## Start Excerpted records
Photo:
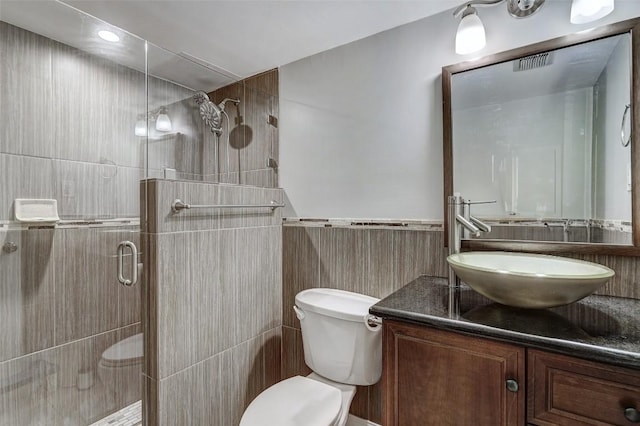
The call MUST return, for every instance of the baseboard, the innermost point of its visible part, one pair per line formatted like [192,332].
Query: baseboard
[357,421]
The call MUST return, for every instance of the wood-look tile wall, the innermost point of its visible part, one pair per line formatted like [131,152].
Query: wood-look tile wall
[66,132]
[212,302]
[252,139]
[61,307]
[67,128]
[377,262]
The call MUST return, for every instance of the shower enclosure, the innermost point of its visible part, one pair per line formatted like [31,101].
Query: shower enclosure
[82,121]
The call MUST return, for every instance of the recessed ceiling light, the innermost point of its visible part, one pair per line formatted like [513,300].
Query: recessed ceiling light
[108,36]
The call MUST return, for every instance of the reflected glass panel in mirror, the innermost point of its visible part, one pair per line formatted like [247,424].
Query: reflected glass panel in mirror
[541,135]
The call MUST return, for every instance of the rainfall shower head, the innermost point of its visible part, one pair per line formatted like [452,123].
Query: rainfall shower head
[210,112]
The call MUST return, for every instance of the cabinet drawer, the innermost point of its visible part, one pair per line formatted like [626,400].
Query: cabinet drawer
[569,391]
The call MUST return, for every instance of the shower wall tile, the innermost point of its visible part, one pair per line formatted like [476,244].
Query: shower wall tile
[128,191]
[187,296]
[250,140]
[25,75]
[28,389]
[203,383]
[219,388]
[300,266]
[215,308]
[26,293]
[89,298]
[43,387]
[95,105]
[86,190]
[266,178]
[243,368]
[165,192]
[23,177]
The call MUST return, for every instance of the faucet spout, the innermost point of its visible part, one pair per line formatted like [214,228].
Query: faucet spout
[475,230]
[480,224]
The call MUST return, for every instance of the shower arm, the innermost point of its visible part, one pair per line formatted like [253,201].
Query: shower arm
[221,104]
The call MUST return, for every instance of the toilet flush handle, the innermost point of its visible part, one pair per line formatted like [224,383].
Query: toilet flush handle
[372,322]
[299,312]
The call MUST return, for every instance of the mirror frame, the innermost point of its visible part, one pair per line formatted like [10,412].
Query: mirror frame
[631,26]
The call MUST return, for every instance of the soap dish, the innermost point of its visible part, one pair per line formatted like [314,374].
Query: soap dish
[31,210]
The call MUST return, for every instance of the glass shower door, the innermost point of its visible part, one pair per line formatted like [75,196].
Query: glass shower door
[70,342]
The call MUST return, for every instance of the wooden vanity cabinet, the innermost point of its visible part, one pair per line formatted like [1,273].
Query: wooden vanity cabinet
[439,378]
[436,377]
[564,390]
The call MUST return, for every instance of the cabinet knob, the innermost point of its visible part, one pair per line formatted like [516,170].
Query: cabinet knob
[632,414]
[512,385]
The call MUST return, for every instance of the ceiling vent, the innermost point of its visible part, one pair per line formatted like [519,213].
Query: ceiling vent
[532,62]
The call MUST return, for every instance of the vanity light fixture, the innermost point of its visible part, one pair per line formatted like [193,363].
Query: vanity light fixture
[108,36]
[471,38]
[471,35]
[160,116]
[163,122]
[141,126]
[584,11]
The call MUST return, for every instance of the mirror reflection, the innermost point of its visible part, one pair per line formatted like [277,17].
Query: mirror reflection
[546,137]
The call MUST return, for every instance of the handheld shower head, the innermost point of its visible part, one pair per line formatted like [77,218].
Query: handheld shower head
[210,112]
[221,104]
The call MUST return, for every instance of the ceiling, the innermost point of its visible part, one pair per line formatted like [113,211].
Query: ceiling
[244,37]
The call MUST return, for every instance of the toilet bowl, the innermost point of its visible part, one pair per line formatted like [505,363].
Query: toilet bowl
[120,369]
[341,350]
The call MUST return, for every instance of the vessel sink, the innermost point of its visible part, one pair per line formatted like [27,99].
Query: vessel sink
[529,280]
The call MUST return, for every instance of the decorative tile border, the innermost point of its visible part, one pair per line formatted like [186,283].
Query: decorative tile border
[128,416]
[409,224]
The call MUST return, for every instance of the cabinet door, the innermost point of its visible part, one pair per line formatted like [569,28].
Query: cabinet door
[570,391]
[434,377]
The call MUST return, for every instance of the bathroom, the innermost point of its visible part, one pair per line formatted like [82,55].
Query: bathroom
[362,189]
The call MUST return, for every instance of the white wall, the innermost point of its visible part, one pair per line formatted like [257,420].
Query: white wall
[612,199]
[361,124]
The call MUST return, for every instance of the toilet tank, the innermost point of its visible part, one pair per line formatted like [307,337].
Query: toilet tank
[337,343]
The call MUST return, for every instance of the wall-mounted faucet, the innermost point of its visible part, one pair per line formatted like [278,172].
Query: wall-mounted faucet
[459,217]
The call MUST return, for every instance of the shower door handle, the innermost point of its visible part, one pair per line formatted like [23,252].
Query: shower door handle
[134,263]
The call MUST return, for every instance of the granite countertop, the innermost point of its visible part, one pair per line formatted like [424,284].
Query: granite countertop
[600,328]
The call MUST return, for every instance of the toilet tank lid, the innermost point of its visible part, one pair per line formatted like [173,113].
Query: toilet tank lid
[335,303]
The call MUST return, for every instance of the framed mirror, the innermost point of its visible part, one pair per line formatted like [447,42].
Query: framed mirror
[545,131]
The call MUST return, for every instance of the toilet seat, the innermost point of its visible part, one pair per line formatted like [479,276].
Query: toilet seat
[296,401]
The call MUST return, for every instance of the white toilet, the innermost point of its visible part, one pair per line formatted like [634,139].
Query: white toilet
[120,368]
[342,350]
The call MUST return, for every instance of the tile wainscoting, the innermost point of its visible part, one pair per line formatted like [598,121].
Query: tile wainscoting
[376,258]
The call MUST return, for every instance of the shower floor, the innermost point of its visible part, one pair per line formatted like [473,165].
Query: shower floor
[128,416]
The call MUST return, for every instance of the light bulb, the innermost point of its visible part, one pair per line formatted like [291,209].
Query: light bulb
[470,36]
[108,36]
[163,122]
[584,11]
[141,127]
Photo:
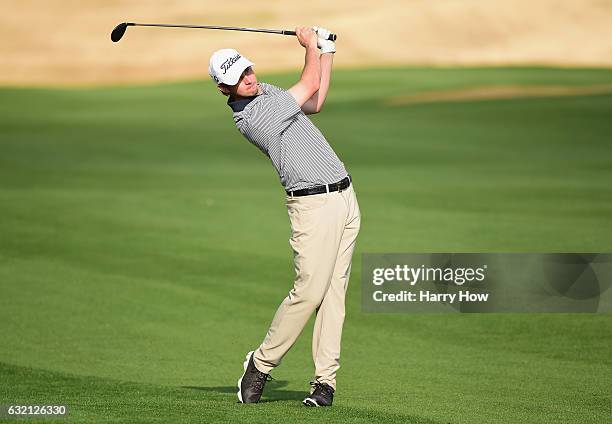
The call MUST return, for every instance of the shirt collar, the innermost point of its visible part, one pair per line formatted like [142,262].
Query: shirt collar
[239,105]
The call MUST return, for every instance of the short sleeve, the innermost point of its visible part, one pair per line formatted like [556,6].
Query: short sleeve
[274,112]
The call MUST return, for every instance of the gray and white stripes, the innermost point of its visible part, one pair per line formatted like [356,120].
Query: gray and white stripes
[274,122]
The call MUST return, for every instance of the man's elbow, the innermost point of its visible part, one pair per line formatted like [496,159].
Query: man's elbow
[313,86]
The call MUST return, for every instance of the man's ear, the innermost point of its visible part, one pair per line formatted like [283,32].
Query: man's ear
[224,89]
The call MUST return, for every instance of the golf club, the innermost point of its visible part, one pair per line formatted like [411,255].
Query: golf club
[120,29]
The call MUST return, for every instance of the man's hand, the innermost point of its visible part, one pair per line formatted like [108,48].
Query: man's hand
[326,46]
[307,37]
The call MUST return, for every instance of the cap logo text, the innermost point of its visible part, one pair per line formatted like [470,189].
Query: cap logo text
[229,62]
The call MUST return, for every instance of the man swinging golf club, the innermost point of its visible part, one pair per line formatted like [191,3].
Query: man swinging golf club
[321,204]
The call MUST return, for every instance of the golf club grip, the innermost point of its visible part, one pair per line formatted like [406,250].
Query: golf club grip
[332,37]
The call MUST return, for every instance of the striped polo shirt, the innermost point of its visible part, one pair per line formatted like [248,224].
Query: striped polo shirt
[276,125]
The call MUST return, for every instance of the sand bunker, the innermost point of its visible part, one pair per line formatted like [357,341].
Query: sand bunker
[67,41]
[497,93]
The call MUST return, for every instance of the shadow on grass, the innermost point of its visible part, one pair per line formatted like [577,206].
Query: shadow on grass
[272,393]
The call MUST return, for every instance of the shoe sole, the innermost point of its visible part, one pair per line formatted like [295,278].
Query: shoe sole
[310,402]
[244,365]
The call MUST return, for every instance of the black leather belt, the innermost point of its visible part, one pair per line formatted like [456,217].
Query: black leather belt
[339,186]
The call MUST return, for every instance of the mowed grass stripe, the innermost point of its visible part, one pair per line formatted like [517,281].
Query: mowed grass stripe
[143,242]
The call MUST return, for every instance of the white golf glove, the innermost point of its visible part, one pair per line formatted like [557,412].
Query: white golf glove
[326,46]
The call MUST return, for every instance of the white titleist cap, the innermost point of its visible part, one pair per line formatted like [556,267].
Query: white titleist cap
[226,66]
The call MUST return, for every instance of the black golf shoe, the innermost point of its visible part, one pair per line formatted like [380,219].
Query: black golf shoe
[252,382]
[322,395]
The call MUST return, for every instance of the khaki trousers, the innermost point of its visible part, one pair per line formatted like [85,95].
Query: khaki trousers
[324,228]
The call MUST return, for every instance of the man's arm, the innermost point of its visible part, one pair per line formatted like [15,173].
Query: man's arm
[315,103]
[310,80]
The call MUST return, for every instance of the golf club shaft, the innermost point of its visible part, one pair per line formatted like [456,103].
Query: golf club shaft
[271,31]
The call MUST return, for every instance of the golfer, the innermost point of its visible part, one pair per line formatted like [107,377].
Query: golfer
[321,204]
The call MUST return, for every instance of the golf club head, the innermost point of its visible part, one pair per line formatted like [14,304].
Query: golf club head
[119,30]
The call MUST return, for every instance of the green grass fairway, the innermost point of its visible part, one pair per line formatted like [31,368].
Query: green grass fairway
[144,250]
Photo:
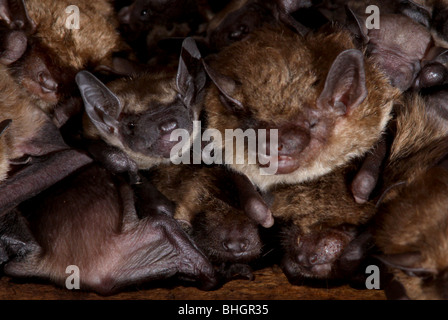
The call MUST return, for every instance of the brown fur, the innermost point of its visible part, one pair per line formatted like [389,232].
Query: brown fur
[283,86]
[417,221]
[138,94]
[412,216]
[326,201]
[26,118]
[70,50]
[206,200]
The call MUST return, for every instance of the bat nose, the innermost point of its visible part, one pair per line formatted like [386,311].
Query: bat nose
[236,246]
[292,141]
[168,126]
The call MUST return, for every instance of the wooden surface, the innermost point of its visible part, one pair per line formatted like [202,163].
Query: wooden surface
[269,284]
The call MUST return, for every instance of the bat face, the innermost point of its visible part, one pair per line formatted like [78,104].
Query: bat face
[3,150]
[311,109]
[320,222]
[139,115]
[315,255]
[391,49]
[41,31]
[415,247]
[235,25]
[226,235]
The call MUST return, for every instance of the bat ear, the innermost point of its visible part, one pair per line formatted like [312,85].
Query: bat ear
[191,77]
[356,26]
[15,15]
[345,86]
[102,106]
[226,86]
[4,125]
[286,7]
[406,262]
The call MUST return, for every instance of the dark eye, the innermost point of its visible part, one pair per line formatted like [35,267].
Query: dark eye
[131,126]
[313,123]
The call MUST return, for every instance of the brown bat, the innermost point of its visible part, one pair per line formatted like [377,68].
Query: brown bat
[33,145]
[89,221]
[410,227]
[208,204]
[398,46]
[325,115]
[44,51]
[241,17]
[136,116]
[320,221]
## End Excerpted records
## Start Excerpted records
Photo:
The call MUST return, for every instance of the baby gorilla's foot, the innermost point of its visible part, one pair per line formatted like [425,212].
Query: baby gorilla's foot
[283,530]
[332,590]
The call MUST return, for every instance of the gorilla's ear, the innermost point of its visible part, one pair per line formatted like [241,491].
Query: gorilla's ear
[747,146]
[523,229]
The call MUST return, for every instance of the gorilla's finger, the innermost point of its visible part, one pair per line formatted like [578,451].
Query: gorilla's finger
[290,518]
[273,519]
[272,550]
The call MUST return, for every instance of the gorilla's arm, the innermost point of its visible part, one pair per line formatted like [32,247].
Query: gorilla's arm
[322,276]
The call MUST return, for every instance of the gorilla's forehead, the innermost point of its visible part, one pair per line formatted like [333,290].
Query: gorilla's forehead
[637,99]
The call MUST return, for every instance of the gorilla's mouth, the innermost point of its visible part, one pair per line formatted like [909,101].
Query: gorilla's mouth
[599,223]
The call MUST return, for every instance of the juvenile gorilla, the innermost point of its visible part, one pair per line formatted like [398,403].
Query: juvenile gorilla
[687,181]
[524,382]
## End Excerpted records
## Start Excerpted records
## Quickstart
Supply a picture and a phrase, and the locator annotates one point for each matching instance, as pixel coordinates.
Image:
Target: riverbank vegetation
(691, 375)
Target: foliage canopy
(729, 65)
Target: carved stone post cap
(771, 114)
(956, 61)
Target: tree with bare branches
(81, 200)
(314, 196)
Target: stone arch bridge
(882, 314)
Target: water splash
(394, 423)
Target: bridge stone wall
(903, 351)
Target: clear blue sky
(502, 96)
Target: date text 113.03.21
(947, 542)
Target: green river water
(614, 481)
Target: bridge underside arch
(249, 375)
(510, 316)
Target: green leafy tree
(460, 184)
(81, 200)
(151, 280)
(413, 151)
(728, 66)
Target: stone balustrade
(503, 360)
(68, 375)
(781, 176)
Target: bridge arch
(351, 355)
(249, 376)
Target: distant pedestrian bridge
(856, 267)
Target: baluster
## End Excerpted records
:: Exercise task ::
Return every line in the location labeling records above that contains the word "baby", and treat uppercase and lowercase as different.

:: Full response ::
The call MUST return, for every instance of the baby gorilla's foot, the innermost point of its visible part, one pair per line formatted like [425,212].
Query: baby gorilla's foot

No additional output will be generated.